◆ Texto seleccionado:
== == ==

VIAJES / EL COLOSO DE RODAS
EL COLOSO DE RODAS
Ulises coge el metro. Es la mejor, rápida y barata
opción para llegar al aeropuerto de Venizelos sin sufrir los atascos y el
estrés de ver el contador del taxi avanzando. Ulises compra un billete de 10 euros en la estación de
Acrópolis, baja en Syntagma y allí toma un
convoy hacia el aeropuerto. Mientras el metro se mueve por los túneles
de la ciudad lo hace en compañía de una sirena. ¿O es una cariátide? La sirena
es tan bella como joven y va de pie mientras él la observa sentado. Redondeados
hombros al descubierto, torneados brazos, piel ligeramente tostada y tersa.
Luce una cabellera larga y oscura, que se ondula ligeramente en sus puntas.
Viste pantalones blancos ajustados que dejan al descubierto torneados tobillos.
Anuda un pañuelo vaporoso de vestir a la cintura. Esconde sus pies pequeños en
zapatillas deportivas con un ancla azul dibujada. Abraza su torso un body
ajustado negro que mantiene erguidos sus senos. Tiene los ojos muy grandes,
preciosos. La mirada luminosa. Los labios anchos, entreabiertos. Los pómulos
realzados. La nariz recta. Un ligero maquillaje realza esos grandes ojos. Quizá
ella, cariátide, no sepa que es tan bella. ¿O sí? La belleza de las cosas, de
los monumentos, de los paisajes, de los seres humanos que persigue Ulises en
ese viaje que es la vida. Ulises la observa durante todo el trayecto, se fija
en ese movimiento que hace para subir ese top que se baja demasiado y ha
permitido la visión de ese vientre plano y terso. Ulises lamenta no ser griego,
no ser realmente Ulises, no tener cuarenta años menos. A veces todo es tan
simple como coincidir o no en coordenadas espacio temporales. Así es que
observa esa sirena mientras pasan las paradas hasta que desciende justo en una
estación antes de que el convoy salga de los túneles y vaya por la superficie.
Y la pierde. Y la recupera y atrapa por medio de la literatura. Ya sólo quedan
los territorios de la ficción para cumplir sueños.
Ulises cruza
el Egeo a lomos de un Ícaro metálico con sirenas que llevan moño adosado sobre
el que colocan el gorrito de azafata. El vuelo a la isla del gigante dura
apenas una hora y el pájaro alada vuela sobre el mar Egeo tranquilo como una
balsa poco más de quinientos kilómetros. Cuando el pájaro aterriza, un taxista
le lleva por el precio de 25 euros al hotel Moscha de Rodas, en la parte
moderna de la ciudad que es como todas las poblaciones de costa, un sinfín de
tiendas, chiringuitos junto al mar, puerto deportivo con yates que ostentan un
lujo obsceno y tipos en atuendo playero que buscan saciarse de sol.

== == ==

◆ Tareas propuestas:
(A) Reproduce sin cambios el fragmento del texto sobre el viaje a Rodas que empieza en "VIAJES / EL" y acaba en "descubierto torneados tobillos.".
(B) Contesta brevemente las siguientes preguntas sobre el texto del viaje a Rodas:
(i) ¿Cuánto cuesta el billete de metro que compra Ulises?
(ii) ¿Cuánto dura el vuelo a la isla del gigante?
(iii) ¿Cómo se llama el hotel al que lo lleva el taxista?

◆ Datos disponibles:
== == ==

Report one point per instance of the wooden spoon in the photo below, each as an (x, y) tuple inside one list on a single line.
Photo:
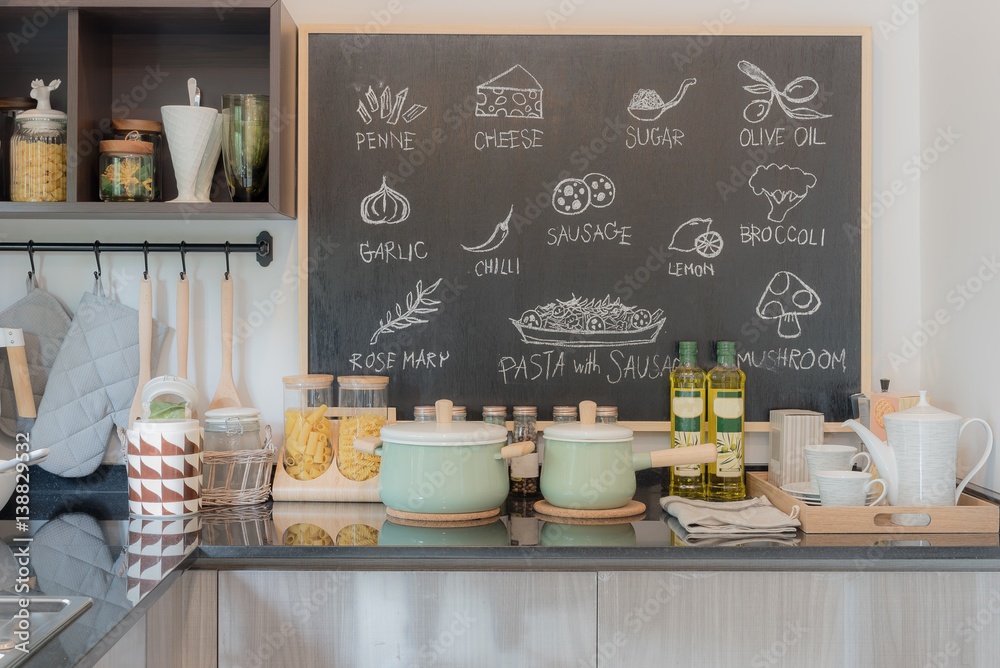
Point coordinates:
[(145, 345), (183, 300), (226, 395)]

== == ==

◆ Respuestas:
(A)
VIAJES / EL COLOSO DE RODAS
EL COLOSO DE RODAS
Ulises coge el metro. Es la mejor, rápida y barata
opción para llegar al aeropuerto de Venizelos sin sufrir los atascos y el
estrés de ver el contador del taxi avanzando. Ulises compra un billete de 10 euros en la estación de
Acrópolis, baja en Syntagma y allí toma un
convoy hacia el aeropuerto. Mientras el metro se mueve por los túneles
de la ciudad lo hace en compañía de una sirena. ¿O es una cariátide? La sirena
es tan bella como joven y va de pie mientras él la observa sentado. Redondeados
hombros al descubierto, torneados brazos, piel ligeramente tostada y tersa.
Luce una cabellera larga y oscura, que se ondula ligeramente en sus puntas.
Viste pantalones blancos ajustados que dejan al descubierto torneados tobillos.

(B)
(i) 10 euros.
(ii) Apenas una hora.
(iii) Hotel Moscha.